Supplied information Block Start

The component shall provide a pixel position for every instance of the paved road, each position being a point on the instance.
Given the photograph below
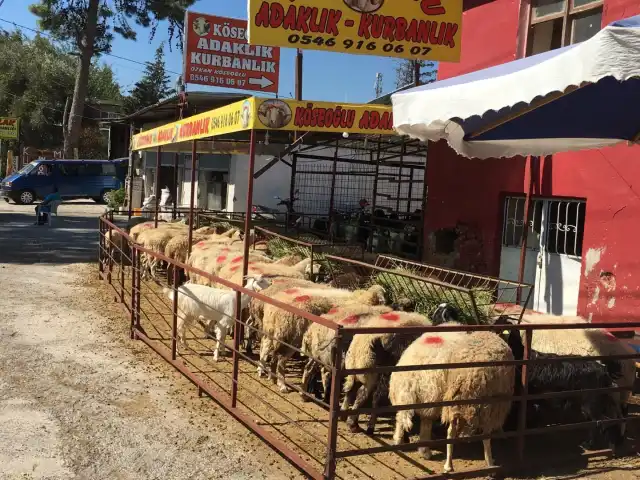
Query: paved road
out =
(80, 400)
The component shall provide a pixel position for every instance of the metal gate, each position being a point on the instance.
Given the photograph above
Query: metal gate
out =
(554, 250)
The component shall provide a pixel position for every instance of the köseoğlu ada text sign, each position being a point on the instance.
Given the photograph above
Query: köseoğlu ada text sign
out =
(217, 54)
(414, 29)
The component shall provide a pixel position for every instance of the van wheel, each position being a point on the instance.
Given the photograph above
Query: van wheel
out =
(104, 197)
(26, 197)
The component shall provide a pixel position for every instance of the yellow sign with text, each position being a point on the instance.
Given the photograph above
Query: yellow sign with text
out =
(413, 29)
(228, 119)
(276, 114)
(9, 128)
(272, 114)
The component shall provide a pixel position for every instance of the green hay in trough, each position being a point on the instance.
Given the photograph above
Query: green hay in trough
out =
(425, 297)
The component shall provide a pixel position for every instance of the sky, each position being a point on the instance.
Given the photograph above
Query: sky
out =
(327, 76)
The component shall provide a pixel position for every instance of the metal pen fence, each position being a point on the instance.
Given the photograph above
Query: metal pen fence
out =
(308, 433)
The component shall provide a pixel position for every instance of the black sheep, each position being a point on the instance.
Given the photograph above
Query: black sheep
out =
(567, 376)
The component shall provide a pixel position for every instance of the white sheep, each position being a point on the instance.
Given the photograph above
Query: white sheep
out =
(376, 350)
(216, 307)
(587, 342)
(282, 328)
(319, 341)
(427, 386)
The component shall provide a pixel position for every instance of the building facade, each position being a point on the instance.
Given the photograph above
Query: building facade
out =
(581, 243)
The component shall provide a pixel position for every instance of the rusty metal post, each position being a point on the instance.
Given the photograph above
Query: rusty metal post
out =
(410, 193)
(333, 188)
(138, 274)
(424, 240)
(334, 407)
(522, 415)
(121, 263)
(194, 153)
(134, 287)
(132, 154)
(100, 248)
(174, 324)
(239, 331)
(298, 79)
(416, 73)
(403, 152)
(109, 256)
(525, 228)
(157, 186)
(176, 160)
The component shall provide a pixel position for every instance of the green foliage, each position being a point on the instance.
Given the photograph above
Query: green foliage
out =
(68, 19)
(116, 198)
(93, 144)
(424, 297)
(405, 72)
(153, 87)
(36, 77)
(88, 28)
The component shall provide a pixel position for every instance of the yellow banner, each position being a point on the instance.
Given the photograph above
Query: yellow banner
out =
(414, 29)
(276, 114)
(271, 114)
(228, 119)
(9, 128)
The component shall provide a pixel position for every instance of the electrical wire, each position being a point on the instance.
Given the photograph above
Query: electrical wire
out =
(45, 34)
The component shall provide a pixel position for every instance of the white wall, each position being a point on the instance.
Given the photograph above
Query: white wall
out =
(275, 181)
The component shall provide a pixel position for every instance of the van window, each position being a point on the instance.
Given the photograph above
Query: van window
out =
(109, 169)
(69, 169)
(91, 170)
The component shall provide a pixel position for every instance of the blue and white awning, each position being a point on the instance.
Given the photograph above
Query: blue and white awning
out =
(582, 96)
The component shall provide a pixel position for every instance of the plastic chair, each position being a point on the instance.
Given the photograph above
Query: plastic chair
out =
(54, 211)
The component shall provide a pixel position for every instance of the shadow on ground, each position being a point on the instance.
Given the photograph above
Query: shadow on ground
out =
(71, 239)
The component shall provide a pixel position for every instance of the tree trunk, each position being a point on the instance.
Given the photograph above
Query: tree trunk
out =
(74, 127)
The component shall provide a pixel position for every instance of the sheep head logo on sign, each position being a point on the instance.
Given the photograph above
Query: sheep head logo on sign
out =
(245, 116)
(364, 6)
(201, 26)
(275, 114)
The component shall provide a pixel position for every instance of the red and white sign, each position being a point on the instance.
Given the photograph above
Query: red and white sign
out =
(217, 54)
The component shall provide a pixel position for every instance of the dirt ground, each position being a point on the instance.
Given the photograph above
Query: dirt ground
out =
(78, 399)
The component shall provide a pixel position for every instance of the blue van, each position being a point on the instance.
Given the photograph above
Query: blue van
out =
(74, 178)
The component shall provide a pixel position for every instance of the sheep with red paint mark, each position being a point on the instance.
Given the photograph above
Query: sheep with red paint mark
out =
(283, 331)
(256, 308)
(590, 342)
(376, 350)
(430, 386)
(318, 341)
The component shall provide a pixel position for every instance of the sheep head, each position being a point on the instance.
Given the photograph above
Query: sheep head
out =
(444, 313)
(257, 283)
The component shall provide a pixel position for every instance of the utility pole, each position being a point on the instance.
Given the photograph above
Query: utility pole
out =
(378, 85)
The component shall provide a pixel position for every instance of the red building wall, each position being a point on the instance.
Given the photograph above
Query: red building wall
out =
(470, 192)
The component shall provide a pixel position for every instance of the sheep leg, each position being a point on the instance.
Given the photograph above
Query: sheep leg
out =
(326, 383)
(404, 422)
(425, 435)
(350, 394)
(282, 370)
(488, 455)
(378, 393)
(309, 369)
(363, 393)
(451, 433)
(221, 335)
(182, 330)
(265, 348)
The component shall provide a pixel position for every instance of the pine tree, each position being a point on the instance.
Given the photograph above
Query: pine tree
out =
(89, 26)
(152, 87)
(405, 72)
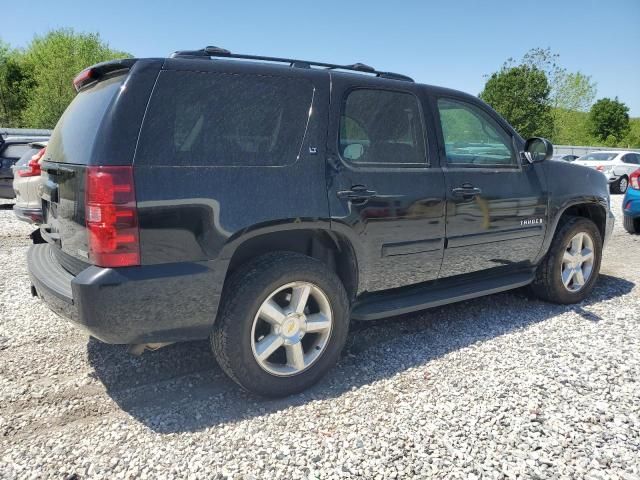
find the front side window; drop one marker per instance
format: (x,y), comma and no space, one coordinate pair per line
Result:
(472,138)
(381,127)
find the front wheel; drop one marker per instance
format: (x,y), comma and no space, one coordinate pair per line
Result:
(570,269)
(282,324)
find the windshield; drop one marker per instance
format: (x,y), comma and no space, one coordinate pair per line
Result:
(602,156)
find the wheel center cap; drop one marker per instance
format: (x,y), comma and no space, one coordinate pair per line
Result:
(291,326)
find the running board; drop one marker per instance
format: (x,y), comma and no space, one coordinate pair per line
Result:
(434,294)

Supplied information Block End
Supplied information Block Start

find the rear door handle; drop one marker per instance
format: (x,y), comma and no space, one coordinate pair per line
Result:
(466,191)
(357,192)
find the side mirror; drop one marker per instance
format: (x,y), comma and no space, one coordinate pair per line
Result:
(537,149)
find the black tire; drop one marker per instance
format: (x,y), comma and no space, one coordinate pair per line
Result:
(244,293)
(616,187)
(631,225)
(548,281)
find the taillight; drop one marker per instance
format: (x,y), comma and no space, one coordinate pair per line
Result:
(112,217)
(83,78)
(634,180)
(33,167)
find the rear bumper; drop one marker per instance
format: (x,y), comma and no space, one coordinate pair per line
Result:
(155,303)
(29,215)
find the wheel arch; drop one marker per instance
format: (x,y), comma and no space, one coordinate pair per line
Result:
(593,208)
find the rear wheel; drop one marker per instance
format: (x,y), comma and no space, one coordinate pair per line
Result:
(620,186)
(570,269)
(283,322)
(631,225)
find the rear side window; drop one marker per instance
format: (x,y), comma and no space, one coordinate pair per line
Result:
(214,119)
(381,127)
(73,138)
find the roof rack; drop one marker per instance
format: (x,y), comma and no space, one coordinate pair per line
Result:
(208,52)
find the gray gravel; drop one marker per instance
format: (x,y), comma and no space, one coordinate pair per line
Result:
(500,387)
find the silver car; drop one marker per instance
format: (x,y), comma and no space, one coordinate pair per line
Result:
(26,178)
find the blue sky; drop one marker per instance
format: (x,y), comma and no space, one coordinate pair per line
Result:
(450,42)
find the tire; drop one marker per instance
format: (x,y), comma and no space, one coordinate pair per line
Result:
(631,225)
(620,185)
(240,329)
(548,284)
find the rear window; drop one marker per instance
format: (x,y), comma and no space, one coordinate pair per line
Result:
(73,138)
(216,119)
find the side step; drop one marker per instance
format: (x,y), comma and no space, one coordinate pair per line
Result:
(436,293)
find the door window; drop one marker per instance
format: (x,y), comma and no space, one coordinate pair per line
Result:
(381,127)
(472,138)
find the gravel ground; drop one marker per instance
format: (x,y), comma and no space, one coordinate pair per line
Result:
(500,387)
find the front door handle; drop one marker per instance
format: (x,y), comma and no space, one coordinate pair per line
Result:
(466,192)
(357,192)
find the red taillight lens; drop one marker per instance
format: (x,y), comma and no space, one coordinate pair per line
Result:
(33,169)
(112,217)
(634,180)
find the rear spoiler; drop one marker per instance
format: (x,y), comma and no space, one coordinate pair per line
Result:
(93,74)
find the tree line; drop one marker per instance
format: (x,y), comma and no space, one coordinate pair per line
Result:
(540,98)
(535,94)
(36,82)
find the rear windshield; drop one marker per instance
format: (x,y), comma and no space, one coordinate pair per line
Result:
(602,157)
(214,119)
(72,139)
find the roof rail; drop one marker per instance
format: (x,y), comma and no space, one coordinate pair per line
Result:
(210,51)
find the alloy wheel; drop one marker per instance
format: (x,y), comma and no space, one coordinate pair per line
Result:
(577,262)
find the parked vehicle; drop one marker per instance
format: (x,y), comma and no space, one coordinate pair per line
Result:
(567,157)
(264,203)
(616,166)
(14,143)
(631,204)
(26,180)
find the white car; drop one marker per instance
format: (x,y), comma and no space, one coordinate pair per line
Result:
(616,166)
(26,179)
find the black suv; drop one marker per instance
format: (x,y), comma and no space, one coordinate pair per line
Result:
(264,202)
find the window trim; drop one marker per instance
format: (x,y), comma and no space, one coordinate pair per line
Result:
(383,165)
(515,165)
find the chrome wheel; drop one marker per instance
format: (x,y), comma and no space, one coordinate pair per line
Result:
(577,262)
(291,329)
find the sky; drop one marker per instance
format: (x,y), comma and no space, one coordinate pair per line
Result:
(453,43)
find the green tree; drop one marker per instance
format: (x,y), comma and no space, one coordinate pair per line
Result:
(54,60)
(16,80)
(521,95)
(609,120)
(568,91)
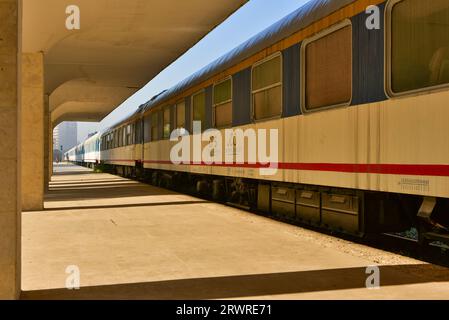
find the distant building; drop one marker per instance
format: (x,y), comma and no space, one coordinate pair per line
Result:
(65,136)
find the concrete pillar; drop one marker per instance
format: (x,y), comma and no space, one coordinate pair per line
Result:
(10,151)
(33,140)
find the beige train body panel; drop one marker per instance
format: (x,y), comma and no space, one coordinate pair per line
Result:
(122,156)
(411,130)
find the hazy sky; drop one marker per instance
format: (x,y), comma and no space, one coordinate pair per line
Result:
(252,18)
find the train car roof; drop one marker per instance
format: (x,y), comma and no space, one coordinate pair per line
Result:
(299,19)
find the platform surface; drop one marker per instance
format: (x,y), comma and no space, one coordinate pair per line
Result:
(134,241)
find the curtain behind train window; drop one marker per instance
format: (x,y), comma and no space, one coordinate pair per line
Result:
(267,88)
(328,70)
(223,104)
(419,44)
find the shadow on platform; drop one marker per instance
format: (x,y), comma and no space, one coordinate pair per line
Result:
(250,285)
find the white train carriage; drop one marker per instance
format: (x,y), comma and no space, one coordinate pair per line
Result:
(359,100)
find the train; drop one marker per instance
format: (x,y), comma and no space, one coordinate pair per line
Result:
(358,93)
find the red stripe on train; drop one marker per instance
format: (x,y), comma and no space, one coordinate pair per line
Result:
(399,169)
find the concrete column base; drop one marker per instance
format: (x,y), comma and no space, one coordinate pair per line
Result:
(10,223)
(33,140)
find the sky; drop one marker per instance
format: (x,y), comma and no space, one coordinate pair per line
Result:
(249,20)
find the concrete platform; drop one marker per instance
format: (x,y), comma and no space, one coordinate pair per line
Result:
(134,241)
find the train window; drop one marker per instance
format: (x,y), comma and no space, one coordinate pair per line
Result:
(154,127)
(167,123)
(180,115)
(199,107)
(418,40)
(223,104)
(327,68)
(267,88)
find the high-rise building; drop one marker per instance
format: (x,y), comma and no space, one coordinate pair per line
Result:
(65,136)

Supplied information Block End

■ Goal of the exercise ■
Go line by line through the data above and report each one that holds the string "black".

■ Finished task ■
The component shall provide a pixel position for every instance of the black sheep, each position being a point on the instance.
Query: black sheep
find the black tire; drop one marker per instance
find the black suv; drop one marker per instance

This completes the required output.